[ENTRIES SUPPLIED]

○ ○ ○

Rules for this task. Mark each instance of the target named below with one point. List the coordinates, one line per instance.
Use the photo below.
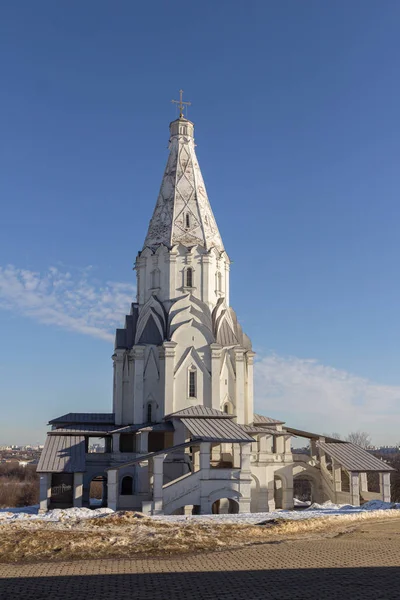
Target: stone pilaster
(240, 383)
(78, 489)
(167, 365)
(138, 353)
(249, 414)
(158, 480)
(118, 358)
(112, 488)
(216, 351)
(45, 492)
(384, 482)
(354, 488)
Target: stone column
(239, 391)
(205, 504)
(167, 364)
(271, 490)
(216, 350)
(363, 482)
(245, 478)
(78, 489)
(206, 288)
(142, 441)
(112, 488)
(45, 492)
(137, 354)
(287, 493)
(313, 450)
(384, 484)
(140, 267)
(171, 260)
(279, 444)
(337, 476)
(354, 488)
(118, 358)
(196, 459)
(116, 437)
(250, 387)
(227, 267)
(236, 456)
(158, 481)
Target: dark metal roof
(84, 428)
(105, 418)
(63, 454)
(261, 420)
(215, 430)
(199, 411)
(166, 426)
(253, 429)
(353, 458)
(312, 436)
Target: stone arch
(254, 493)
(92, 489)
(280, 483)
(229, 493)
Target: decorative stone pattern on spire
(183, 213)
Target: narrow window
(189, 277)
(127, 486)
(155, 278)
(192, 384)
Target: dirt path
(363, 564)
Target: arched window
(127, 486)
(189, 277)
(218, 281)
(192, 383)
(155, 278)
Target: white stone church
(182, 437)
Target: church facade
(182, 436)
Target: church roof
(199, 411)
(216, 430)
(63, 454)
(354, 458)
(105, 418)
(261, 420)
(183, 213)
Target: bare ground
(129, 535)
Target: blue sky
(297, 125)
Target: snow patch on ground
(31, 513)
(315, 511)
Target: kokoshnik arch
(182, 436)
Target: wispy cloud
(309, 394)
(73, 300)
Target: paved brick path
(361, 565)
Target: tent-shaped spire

○ ○ ○

[WORK ITEM] Copy each line of the preceding data that contains the string "below".

[EXERCISE RESULT]
Rules for this task. Mark each instance of the target named below with one point. List the coordinates, one line per instance.
Use the photo below.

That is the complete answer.